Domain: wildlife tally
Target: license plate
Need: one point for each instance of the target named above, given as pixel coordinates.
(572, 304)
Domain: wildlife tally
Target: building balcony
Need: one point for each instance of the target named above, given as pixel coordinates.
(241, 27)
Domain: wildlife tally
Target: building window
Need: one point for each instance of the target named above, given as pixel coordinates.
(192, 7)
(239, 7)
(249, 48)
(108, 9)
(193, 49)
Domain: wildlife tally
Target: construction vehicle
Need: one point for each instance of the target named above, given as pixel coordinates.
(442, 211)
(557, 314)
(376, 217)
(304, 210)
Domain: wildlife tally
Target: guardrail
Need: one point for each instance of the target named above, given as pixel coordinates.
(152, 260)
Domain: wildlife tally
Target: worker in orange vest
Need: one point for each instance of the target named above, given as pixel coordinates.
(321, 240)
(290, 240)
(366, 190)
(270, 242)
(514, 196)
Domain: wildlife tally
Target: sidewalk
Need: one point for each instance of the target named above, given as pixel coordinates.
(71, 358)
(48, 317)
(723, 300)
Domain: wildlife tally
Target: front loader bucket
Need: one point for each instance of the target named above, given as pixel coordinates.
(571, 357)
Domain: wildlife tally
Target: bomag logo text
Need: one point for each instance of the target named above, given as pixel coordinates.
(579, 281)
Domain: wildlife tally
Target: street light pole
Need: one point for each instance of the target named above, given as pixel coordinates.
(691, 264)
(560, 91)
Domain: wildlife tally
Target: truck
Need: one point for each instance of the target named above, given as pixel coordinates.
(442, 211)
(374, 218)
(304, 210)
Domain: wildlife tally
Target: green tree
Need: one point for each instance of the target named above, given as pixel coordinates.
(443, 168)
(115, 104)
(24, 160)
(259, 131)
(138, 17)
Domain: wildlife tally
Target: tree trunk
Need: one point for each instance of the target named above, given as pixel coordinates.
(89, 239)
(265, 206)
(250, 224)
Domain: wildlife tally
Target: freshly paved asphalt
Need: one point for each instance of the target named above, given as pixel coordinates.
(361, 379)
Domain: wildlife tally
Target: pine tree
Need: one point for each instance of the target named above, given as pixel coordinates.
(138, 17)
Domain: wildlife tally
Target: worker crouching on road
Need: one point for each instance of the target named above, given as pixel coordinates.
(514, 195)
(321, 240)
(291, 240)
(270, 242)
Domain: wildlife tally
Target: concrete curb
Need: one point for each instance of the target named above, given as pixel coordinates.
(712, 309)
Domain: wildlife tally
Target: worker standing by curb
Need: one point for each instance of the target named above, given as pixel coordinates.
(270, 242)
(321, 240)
◇ ◇ ◇ ◇ ◇
• _Written request_
Please reproduce every line of the material word for word.

• _Problem solution_
Domain: wildlife tally
Target: license plate
Need: one point for each instance of the target named above, given as pixel coordinates.
(572, 304)
Domain: wildlife tally
Target: building balcony
Need: one point for each instance of the target named above, given as pixel coordinates.
(241, 27)
Domain: wildlife tally
Target: building window
Need: one point for each instance of the target named above, given as pixel coordinates.
(192, 7)
(239, 7)
(249, 48)
(108, 9)
(193, 49)
Domain: wildlife tally
Target: construction vehicle
Need: one point for each instance of the target named above, given as pixel coordinates.
(442, 211)
(557, 314)
(376, 217)
(304, 210)
Domain: wildlife tally
Target: guardrail
Need: one point for each instance of the target named above, given as pixel coordinates.
(152, 260)
Domain: wildlife tally
Target: worker in orange vest
Need: one point for each instance of the target named above, given as pixel coordinates.
(321, 240)
(290, 240)
(366, 190)
(270, 242)
(514, 196)
Domain: wildlife tally
Target: sidewalk
Need: one point for each instance of the target named above, given as pixel coordinates.
(71, 358)
(48, 317)
(723, 300)
Domain: wildlife tally
Target: front loader bucket
Need: one point for each instance of the target named above, given as pixel coordinates.
(571, 357)
Domain: wildlife tally
Target: bomag logo text
Need: one point for each instance of the target named above, given as pixel coordinates.
(579, 281)
Domain: wildlife tally
Target: street light pole
Need: one point for each instance of the target named above, given as pixel coordinates.
(691, 264)
(560, 91)
Domain: wildlife tally
Target: truck
Need: one point for each instance of the target named above, given as pixel coordinates.
(442, 211)
(374, 218)
(304, 210)
Domain: wildlife tally
Target: green tree
Need: one point for each instance of the target named above, given as pixel coordinates.
(443, 168)
(115, 104)
(24, 160)
(259, 131)
(138, 17)
Domain: wildlife tally
Target: tree trunk
Need: one point for each instance of the target named above, given as pixel coordinates.
(89, 239)
(265, 206)
(250, 224)
Domain: wildlife tally
Target: freshly paved asphalt
Need: one point for each instance of the target named above, given as pixel coordinates.
(361, 379)
Domain: wildlife tally
Target: pine tree
Need: one point for each instance of the target named above, given as pixel coordinates.
(138, 17)
Domain: wildlife tally
Target: worker crouching on road
Need: one point for each instance of the target named above, given as pixel coordinates.
(514, 195)
(321, 240)
(291, 240)
(270, 242)
Domain: wildlife tally
Target: concrete curb
Need: one point for each instance of the target named above, given as pixel coordinates.
(712, 309)
Domain: wildlife tally
Target: worker standing by curb
Need: one point for each instance of the target named above, given as pixel coordinates.
(270, 242)
(321, 240)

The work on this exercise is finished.